_Given request_.
Rewrite the text on the Albuquerque regional, starting with "Posted by AMurawa" and going on through "throughout the year.", and change "first round" to "opening round".
Start Text excerpt
Posted by AMurawa on March 17th, 2012

Looking back at Thursday’s games in the Albuquerque regional from a Friday night perspective, my thoughts turn more to Montana, Harvard, South Dakota State, and UNLV than the teams that advanced from those first round games. We will have plenty of time to enjoy Wisconsin, Vanderbilt, Baylor, and Colorado on Saturday afternoon and evening, but for right now, let’s talk about the good things that these four teams, whose seasons ended on Friday, did on Thursday and throughout the year.
End Text excerpt
Start Records provided
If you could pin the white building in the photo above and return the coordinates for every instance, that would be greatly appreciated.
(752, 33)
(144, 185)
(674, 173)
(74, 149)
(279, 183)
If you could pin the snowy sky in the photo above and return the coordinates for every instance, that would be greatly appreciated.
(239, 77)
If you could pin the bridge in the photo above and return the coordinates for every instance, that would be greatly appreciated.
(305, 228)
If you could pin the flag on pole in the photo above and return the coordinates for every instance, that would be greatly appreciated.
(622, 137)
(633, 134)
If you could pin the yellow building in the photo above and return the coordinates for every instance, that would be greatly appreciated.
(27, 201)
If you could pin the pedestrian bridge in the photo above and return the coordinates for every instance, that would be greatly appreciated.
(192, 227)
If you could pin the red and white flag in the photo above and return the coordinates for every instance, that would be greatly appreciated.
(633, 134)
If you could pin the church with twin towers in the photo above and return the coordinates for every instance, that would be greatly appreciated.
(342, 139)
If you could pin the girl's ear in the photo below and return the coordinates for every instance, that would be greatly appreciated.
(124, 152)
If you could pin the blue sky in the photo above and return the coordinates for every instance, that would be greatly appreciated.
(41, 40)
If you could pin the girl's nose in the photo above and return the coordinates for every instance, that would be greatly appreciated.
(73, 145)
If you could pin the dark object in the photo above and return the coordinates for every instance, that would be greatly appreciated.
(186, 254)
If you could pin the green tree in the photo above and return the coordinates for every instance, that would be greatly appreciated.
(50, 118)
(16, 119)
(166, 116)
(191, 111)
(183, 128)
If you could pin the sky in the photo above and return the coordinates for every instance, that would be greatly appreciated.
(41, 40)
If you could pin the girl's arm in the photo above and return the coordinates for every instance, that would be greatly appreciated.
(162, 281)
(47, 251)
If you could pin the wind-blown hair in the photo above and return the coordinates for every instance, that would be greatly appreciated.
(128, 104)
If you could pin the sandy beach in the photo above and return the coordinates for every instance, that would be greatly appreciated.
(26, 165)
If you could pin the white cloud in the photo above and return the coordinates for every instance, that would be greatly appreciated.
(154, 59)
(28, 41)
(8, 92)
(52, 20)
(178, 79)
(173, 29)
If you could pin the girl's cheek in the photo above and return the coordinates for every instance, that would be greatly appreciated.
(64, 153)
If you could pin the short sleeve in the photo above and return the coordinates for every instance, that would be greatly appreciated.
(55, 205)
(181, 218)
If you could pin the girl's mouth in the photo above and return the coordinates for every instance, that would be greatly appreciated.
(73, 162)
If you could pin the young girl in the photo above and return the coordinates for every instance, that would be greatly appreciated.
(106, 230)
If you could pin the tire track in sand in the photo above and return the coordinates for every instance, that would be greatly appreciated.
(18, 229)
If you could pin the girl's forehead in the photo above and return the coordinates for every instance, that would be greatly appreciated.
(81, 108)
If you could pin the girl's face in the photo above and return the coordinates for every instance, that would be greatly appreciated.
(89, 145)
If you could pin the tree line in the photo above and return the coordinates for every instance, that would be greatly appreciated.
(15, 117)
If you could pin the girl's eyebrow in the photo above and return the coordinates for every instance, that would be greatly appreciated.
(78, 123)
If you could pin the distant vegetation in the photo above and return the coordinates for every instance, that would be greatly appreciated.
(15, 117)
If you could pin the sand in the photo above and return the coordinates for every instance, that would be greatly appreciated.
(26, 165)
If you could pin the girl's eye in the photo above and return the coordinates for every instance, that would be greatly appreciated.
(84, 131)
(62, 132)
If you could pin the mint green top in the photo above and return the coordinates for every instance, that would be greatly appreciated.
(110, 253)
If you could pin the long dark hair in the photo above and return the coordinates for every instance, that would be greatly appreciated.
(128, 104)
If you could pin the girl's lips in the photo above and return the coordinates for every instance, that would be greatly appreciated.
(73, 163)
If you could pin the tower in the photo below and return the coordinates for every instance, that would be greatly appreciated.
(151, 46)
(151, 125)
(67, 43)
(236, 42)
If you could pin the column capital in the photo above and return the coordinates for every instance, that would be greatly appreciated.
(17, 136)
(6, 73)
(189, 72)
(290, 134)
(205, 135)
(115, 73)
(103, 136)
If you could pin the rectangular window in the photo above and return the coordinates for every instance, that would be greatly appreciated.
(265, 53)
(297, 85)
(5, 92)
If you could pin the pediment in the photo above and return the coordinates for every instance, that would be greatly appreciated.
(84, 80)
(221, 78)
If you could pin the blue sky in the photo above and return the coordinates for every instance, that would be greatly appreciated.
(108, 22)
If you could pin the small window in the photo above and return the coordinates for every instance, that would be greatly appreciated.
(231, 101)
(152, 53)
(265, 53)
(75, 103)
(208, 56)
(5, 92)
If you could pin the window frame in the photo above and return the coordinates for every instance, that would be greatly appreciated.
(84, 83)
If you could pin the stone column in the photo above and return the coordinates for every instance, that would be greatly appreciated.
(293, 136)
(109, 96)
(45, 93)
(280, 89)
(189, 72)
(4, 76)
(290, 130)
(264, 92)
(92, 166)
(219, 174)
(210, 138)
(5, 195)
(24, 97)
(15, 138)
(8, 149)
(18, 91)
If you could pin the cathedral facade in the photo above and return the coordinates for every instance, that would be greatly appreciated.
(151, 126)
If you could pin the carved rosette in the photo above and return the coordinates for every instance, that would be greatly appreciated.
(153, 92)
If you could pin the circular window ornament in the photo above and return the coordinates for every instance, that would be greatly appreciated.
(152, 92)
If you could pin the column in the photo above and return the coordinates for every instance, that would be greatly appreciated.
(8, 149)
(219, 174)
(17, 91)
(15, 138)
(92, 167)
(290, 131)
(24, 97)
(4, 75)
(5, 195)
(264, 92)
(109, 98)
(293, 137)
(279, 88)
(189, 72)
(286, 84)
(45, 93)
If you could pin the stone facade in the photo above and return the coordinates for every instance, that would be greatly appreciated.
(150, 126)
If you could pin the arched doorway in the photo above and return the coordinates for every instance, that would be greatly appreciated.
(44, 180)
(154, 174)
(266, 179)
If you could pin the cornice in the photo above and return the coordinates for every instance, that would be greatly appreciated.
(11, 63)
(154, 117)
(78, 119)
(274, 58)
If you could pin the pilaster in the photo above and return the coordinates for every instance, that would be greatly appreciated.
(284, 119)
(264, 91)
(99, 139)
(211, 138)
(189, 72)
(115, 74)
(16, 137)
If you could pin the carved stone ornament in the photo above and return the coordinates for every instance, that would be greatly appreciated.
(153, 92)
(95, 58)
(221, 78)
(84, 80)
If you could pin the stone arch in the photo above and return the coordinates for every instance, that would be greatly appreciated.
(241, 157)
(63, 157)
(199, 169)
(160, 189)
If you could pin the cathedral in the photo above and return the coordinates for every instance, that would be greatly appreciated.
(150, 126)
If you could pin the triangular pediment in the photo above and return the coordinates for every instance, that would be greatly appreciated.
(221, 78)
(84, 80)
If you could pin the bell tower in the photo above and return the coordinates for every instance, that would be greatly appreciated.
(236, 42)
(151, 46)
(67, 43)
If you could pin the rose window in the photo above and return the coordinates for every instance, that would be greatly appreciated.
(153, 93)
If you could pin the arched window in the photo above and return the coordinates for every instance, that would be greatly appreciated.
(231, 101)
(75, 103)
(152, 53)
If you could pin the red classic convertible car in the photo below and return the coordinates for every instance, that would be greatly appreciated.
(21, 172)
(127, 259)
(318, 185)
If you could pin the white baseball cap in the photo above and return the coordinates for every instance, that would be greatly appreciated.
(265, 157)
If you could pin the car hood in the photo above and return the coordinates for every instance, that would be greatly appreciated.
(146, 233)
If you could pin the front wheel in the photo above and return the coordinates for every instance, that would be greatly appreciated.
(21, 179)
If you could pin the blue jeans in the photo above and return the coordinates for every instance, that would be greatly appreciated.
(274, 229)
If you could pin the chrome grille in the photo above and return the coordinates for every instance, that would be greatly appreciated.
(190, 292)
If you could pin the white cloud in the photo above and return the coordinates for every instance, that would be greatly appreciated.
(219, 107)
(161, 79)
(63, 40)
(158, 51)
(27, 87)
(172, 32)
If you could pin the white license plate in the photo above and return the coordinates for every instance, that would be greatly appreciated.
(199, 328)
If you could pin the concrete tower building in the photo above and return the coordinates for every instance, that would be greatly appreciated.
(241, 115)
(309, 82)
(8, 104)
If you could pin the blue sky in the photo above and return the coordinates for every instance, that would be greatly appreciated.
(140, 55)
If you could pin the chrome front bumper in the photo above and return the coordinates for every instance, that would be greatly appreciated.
End Records provided
_Answer_.
Posted by AMurawa on March 17th, 2012

Looking back at Thursday’s games in the Albuquerque regional from a Friday night perspective, my thoughts turn more to Montana, Harvard, South Dakota State, and UNLV than the teams that advanced from those opening round games. We will have plenty of time to enjoy Wisconsin, Vanderbilt, Baylor, and Colorado on Saturday afternoon and evening, but for right now, let’s talk about the good things that these four teams, whose seasons ended on Friday, did on Thursday and throughout the year.